[WHAT THE TASK ASKS]: Copy the entries below exactly, but only from the line containing "# point: office" through the final line.

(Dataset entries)
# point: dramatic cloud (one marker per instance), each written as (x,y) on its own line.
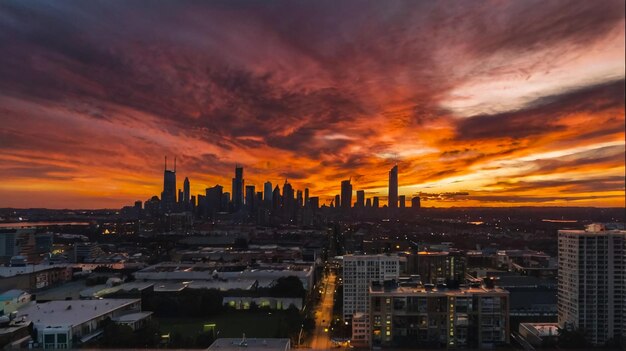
(480,103)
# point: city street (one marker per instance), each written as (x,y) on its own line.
(324,314)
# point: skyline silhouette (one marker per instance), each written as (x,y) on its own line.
(512,103)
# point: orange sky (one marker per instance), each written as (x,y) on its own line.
(486,103)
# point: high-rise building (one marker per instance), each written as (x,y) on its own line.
(168,195)
(237,191)
(409,315)
(393,188)
(314,202)
(267,194)
(360,199)
(416,202)
(437,266)
(592,282)
(346,194)
(213,200)
(186,194)
(299,198)
(359,271)
(250,192)
(276,198)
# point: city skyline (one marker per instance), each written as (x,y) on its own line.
(479,104)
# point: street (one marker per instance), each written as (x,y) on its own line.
(324,314)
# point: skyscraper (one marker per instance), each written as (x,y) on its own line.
(213,200)
(360,199)
(416,202)
(276,198)
(237,191)
(393,188)
(346,194)
(592,282)
(299,199)
(186,194)
(250,193)
(168,196)
(267,194)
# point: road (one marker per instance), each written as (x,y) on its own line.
(324,314)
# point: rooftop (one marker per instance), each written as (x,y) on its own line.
(6,272)
(71,312)
(271,344)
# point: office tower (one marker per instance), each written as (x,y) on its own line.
(416,202)
(168,195)
(393,188)
(186,194)
(259,199)
(267,194)
(201,207)
(592,282)
(408,315)
(226,201)
(276,198)
(237,190)
(213,201)
(360,199)
(314,202)
(192,203)
(346,194)
(359,271)
(299,199)
(250,191)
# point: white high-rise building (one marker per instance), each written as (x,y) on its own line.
(359,271)
(592,282)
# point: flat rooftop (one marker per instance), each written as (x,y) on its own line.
(238,344)
(71,312)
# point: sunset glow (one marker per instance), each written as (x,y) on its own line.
(486,103)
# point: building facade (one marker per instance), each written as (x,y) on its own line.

[ANSWER SPACE]:
# point: office tower (one marker per instance), each written as (x,y) on its own line.
(416,202)
(168,195)
(393,188)
(186,194)
(259,199)
(267,194)
(201,207)
(592,282)
(408,315)
(226,201)
(276,198)
(237,190)
(213,201)
(360,199)
(314,202)
(192,203)
(346,194)
(359,271)
(299,199)
(250,191)
# point: white high-rise building (one marker per instance), each written as (x,y) on its own line.
(359,271)
(592,282)
# point: flat rooftop (one marker per instance), each written as (x,y) on its own line.
(238,344)
(71,312)
# point: sunset glow (one marker per instance), each written as (x,y) on its own line.
(486,103)
# point: building facade (one marker per instance), each written as (x,y) on its own line.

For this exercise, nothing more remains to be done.